GOAL: Transcribe each entry below exactly. Pictures do not go in the copy.

[START EXERCISE MATERIAL]

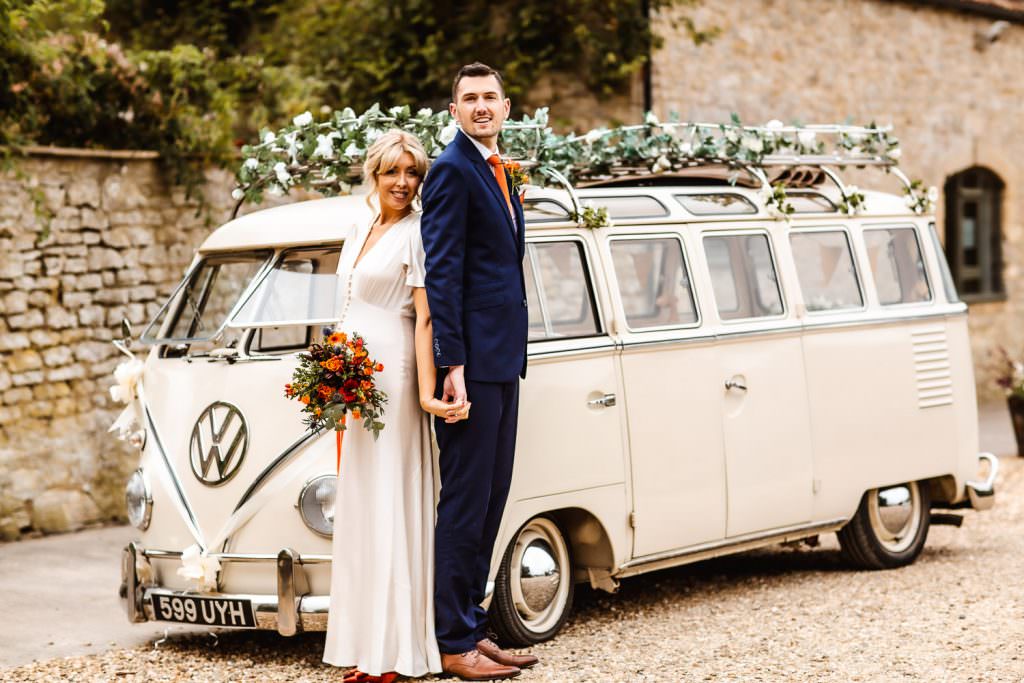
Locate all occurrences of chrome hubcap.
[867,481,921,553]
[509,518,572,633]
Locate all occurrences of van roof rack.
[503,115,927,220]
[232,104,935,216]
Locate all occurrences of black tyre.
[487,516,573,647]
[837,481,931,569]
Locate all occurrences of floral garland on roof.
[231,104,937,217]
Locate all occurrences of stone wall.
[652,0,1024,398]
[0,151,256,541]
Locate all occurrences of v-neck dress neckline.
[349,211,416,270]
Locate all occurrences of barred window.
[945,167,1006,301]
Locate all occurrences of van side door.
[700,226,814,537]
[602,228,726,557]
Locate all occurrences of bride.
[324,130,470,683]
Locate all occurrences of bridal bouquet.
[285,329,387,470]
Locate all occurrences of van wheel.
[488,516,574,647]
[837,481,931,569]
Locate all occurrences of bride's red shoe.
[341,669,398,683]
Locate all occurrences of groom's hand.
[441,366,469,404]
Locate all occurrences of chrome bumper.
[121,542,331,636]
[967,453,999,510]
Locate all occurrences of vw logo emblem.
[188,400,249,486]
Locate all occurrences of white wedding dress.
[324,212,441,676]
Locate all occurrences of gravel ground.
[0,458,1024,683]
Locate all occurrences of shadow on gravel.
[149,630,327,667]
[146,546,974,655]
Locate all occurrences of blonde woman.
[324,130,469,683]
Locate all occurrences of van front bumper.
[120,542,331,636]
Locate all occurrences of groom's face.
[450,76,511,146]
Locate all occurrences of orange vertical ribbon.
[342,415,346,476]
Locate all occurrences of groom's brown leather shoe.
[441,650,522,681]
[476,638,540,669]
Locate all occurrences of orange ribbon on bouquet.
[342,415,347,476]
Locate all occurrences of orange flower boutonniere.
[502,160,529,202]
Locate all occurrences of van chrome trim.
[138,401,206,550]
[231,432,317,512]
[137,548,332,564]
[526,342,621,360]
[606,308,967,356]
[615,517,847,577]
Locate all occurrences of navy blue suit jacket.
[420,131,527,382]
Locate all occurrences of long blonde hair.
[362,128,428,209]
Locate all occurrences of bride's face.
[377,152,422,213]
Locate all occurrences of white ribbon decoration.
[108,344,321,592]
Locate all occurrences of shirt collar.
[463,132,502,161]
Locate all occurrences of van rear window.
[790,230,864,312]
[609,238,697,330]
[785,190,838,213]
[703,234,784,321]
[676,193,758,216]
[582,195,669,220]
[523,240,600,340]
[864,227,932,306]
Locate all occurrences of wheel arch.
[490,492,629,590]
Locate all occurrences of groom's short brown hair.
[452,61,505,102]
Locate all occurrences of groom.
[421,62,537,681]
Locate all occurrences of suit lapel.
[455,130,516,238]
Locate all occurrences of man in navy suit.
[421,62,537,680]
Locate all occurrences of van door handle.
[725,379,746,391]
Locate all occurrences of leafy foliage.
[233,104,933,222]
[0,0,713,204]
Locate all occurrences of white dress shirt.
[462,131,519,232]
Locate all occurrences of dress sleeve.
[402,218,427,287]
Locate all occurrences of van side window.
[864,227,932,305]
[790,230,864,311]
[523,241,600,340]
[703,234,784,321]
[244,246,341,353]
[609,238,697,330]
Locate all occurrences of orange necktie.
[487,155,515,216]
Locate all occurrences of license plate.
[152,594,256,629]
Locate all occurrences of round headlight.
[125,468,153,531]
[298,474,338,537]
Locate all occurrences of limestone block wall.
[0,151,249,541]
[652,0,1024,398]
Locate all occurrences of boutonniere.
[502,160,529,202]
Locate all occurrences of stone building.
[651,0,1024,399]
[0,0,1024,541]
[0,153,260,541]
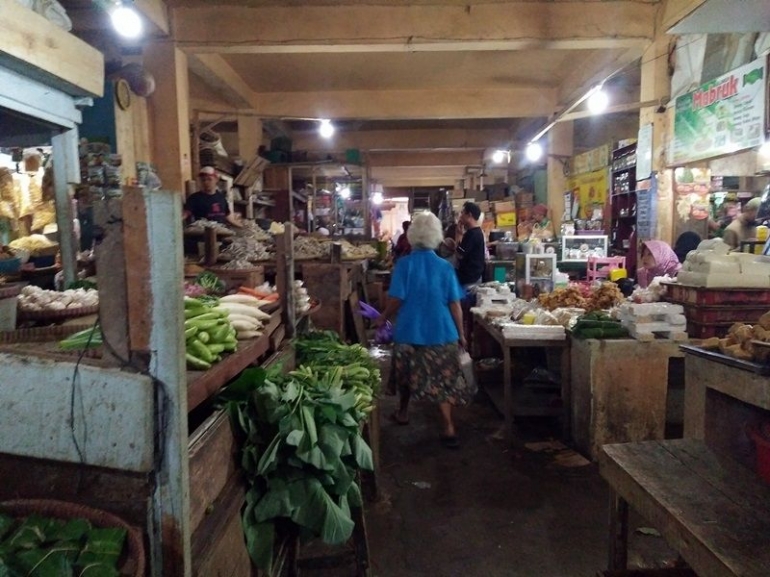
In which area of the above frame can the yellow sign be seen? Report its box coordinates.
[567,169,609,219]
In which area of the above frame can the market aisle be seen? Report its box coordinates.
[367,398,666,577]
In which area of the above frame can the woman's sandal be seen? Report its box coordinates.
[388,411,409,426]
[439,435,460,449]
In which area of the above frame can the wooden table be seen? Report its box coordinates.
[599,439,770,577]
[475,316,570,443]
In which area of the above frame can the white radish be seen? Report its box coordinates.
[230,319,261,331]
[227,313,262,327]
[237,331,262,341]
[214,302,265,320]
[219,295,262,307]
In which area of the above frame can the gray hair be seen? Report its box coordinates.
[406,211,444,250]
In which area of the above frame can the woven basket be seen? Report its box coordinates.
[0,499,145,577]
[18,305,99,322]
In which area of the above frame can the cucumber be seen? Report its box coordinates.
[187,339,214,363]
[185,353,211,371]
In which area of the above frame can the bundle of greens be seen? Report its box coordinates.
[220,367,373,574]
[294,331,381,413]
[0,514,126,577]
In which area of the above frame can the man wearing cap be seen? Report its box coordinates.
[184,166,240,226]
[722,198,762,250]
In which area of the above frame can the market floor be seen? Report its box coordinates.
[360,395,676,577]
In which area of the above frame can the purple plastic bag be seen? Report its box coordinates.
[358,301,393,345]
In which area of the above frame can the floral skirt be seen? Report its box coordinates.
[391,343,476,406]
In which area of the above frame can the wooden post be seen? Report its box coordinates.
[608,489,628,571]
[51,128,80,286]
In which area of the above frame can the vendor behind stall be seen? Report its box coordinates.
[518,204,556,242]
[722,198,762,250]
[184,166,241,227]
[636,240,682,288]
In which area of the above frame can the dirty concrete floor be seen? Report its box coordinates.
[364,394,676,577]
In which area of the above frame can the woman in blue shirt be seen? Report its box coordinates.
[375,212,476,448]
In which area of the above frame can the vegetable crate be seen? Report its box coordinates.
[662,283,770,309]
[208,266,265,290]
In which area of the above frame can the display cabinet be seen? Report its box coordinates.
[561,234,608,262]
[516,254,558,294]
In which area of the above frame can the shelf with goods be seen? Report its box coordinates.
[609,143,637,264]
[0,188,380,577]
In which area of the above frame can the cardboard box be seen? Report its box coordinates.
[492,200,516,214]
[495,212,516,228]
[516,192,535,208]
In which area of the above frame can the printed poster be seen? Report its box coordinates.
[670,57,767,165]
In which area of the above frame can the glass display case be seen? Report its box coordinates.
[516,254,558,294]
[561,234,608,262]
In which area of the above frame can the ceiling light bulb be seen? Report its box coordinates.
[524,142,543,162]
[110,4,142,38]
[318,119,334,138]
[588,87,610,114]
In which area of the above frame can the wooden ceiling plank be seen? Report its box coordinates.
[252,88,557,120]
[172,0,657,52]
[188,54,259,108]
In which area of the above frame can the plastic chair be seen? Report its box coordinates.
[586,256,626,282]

[END EXERCISE MATERIAL]

FULL SOLUTION:
Locate all occurrences of chrome hubcap.
[867,481,921,553]
[509,518,572,633]
Locate all occurrences of van roof rack.
[503,115,927,220]
[232,104,935,216]
Locate all occurrences of black tyre.
[487,516,573,647]
[837,481,931,569]
Locate all occurrences of floral garland on roof.
[231,104,937,217]
Locate all occurrences of stone wall.
[652,0,1024,398]
[0,151,256,541]
Locate all occurrences of v-neck dress neckline.
[349,211,416,270]
Locate all occurrences of barred window.
[945,167,1006,301]
Locate all occurrences of van side door.
[700,226,814,537]
[602,228,726,557]
Locate all occurrences of bride.
[324,130,470,683]
Locate all occurrences of bridal bouquet.
[285,329,387,470]
Locate all occurrences of van wheel.
[488,516,574,647]
[837,481,931,569]
Locate all occurrences of bride's red shoe.
[341,669,398,683]
Locate all occurrences of groom's hand.
[441,366,469,404]
Locate all occurrences of chrome bumper.
[121,542,331,636]
[967,453,999,510]
Locate all occurrences of vw logo emblem.
[188,400,249,486]
Locate all occurrences of white wedding dress.
[324,212,441,676]
Locate all occurrences of gravel ground.
[0,458,1024,683]
Locate all occurrences of shadow on gravel.
[149,630,327,667]
[146,546,974,655]
Locate all occurrences of blonde woman.
[324,130,469,683]
Locate all occurrences of van front bumper.
[120,542,331,636]
Locate all occurrences of groom's face.
[450,76,511,146]
Locate all occurrences of orange vertical ribbon.
[342,415,346,476]
Locate all occurrences of groom's brown leather shoe.
[441,650,522,681]
[476,638,540,669]
Locate all occurrences of orange ribbon on bouquet.
[342,415,347,476]
Locate all occurrences of orange flower boutonniere.
[502,160,529,202]
Locate all occurrences of van chrome trim.
[138,401,206,550]
[231,432,317,512]
[137,548,332,564]
[526,342,621,360]
[606,308,967,356]
[615,517,847,577]
Locate all occurrences of navy blue suit jacket.
[420,131,527,382]
Locate all occurrences of long blonde hair.
[362,128,428,209]
Locate all occurrences of bride's face.
[377,152,422,213]
Locate all occurrences of white ribbon decoration.
[108,344,321,592]
Locate all occurrences of shirt collar.
[463,132,502,161]
Locate all occurrences of van rear window.
[790,230,864,312]
[609,238,697,330]
[785,190,838,213]
[703,234,784,321]
[676,193,758,216]
[582,195,669,220]
[523,240,600,340]
[864,227,932,306]
Locate all occurrences of wheel arch.
[490,492,629,590]
Locate all occurrences of groom's short brown hair.
[452,61,505,102]
Locate all occurrences of groom.
[421,62,537,681]
Locate all occurrences of suit lapel.
[455,130,516,238]
Locate all occurrences of man in navy suit.
[421,62,537,680]
Locate all occurrences of van door handle.
[725,379,746,391]
Locate all occurrences of leafy foliage.
[233,104,933,222]
[0,0,713,204]
Locate all occurrences of white dress shirt.
[462,131,519,232]
Locate all occurrences of dress sleeve.
[402,218,427,287]
Locate all occurrences of van side window.
[864,227,932,305]
[790,230,864,311]
[523,241,600,340]
[703,234,784,321]
[244,246,341,353]
[609,238,697,330]
Locate all occurrences of orange necktie.
[487,155,515,216]
Locate all occurrences of license plate.
[152,594,256,629]
Locate all occurrences of round headlight.
[125,468,153,531]
[298,474,338,537]
Locate all occurrences of limestone block wall.
[0,151,249,541]
[652,0,1024,398]
Locate all occurrences of boutonniere.
[502,160,529,202]
Locate all occurrences of stone building.
[651,0,1024,399]
[0,0,1024,541]
[0,153,260,541]
In which area of the above frame can the yellow sign be seen? Report its box coordinates.
[567,169,609,219]
In which area of the above frame can the market aisle be seen? Report its box coordinates.
[367,398,666,577]
In which area of the above frame can the woman's sandal be seen? Report its box coordinates.
[388,411,409,426]
[439,435,460,449]
In which area of the above frame can the wooden table be seen? Report its box coordinates.
[599,439,770,577]
[475,316,570,443]
In which area of the above frame can the white radish be seen? Report its box coordinates.
[230,319,261,331]
[227,313,262,327]
[237,331,262,341]
[214,302,265,320]
[219,295,262,307]
In which area of the above frame can the gray hair be seen? Report its box coordinates.
[406,211,444,250]
In which area of the above frame can the woven basket be seen? Report its box coordinates.
[0,499,145,577]
[18,305,99,322]
In which area of the above frame can the cucumber be seen? Report its box coordinates.
[187,339,214,363]
[185,353,211,371]
In which area of the above frame can the bundle of greens be seen? Report its box coordinates.
[220,367,373,574]
[294,331,381,413]
[0,514,126,577]
In which area of the above frame can the man wearing cap be seen? Report its box coordinates.
[184,166,240,226]
[722,198,762,250]
In which area of the above frame can the market floor be seen? Report its box coordinates.
[360,395,676,577]
In which area of the above frame can the purple plastic bag be seen? Report its box coordinates.
[358,301,393,345]
In which area of the above frame can the floral skirt be seen? Report its box coordinates.
[391,343,476,406]
In which area of the above frame can the wooden post be seen? Report its box coordinates.
[608,489,628,571]
[51,128,80,286]
In which area of the above frame can the vendor behind stall be seen? Report its box coordinates.
[518,204,556,242]
[722,198,762,250]
[184,166,241,227]
[636,240,682,288]
In which area of the above frame can the dirty concrete floor be seen? Report its box coordinates.
[364,394,676,577]
In which area of the above frame can the woman in blue shirt be seen? Report its box coordinates.
[375,212,476,448]
In which area of the above frame can the vegetable crate be seen? Report its box coordinates.
[662,283,770,309]
[208,266,265,290]
In which area of the above frame can the display cabinet be seen? Report its box coordinates.
[561,234,608,262]
[516,254,558,294]
In which area of the above frame can the shelf with goods be seen? Report its box coordinates.
[609,143,637,264]
[0,188,380,577]
In which area of the above frame can the cardboard box be seen? Report its box coordinates.
[492,200,516,214]
[495,212,516,228]
[516,192,535,208]
In which area of the above frame can the printed poster be seen? Report its box coordinates.
[670,57,767,165]
In which area of the above frame can the glass display case be seen? Report its box coordinates.
[516,254,558,294]
[561,234,608,262]
In which area of the above frame can the ceiling light bulb be seen? Report its box coordinates.
[524,142,543,162]
[110,4,142,38]
[318,119,334,138]
[588,87,610,114]
In which area of the above frame can the wooden ceiling plank be seen? Report its box coordinates.
[252,88,557,120]
[172,0,657,52]
[188,54,259,108]
In which area of the above frame can the plastic chair be seen? Report its box coordinates.
[586,256,626,282]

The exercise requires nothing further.